WORK INSTRUCTIONS:
(a) In the text on plant perception, what does the writer give as the reason this topic has stayed on their mind? Answer in one to three sentences.
(b) Carry the text on plant perception forward from its last sentence.

(Beginning of EXCERPTED TEXT)

This is a topic that has kept me thinking about it ever since i have read the book "The Secret Life of Plants" by Peter Tompkins and Christopher Bird.
It contains a collection of research about the increddible powers that plants have and the "vibrational connection" between every living thing.

Did you know that plants have emotions ?
They can cry, be happy and even get drunk and hung over.

Experiments have been done where plants could sense enemies approaching a military base.

If i remember correctly, plants could even pass energy to one another on remote.

The book shows that many great minds of the past where involved in this direction of research, like Goethe, Einstein, etc.

Have a look see what you think.



In the study of paranormal phenomenon Plant perception, or biocommunication in plant cells, has come to mean a

belief that plants are sentient, that they experience pain, pleasure, or emotions such as fear and affection, and

that they have the ability to communicate with humans and other forms of life in a recognizable manner. While plants

can communicate through chemical signals, and certainly have complex responses to stimuli, the belief that they

possess advanced affective or cognitive abilities receives little support except in the parapsychology studies

community and among believers in the Gaia hypothesis.

(End of EXCERPTED TEXT)
(Beginning of RECORDS SUPPLIED)

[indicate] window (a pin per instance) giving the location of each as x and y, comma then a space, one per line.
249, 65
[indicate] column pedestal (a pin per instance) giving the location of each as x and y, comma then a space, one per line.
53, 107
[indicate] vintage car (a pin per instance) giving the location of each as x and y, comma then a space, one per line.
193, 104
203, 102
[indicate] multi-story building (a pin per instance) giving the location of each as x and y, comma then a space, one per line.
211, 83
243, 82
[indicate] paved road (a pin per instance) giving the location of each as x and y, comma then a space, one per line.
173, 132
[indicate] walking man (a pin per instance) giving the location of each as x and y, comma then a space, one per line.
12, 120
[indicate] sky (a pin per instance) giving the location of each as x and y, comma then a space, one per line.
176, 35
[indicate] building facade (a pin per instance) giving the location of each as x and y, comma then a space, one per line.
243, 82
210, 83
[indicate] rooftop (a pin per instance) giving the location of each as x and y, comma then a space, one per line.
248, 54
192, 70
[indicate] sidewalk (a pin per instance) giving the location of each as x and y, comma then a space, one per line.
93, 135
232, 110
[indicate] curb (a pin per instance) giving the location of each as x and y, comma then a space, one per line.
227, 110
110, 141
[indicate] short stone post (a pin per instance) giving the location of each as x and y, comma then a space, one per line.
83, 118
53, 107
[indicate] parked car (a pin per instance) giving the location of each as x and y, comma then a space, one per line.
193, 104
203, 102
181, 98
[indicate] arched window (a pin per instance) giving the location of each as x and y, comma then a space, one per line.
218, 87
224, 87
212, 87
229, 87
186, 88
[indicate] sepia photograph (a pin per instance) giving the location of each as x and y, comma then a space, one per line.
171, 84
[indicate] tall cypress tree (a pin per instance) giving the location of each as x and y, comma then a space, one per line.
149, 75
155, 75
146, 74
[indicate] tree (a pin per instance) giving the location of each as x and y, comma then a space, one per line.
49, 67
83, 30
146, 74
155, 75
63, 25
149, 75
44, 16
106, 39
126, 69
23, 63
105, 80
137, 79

(End of RECORDS SUPPLIED)

ANSWERS PROVIDED:
(a) The topic has stayed on the writer's mind since they read the book "The Secret Life of Plants" by Peter Tompkins and Christopher Bird. The book collects research about the powers of plants and the "vibrational connection" between every living thing.

(b)
en.wikipedia.org...(paranormal)


Cleve Backster polygraph experiments
www.youtube.com...



I can't believe I hadn't heard about this book before I found it on the shelf. Published in the 1970s, it explores

the relationship between humans and plant life. Numerous scientific studies with lie detector tests, electrodes, and

other '70s high-tech instruments produce astounding results. Plants have feelings: they feel fear, they help each

other, they try to communicate, they like music! Plants can read your mind. Kate, Powells.com
www.powells.com...


The Secret Life of Plants (on wiki)
en.wikipedia.org...

Fantastic time laps docu
Secret life of plants p1
www.youtube.com...

Plant Emotions and mindcontrol
www.raven1.net...

The Secret Life of Plants (Paperback) @ amazon
www.amazon.com...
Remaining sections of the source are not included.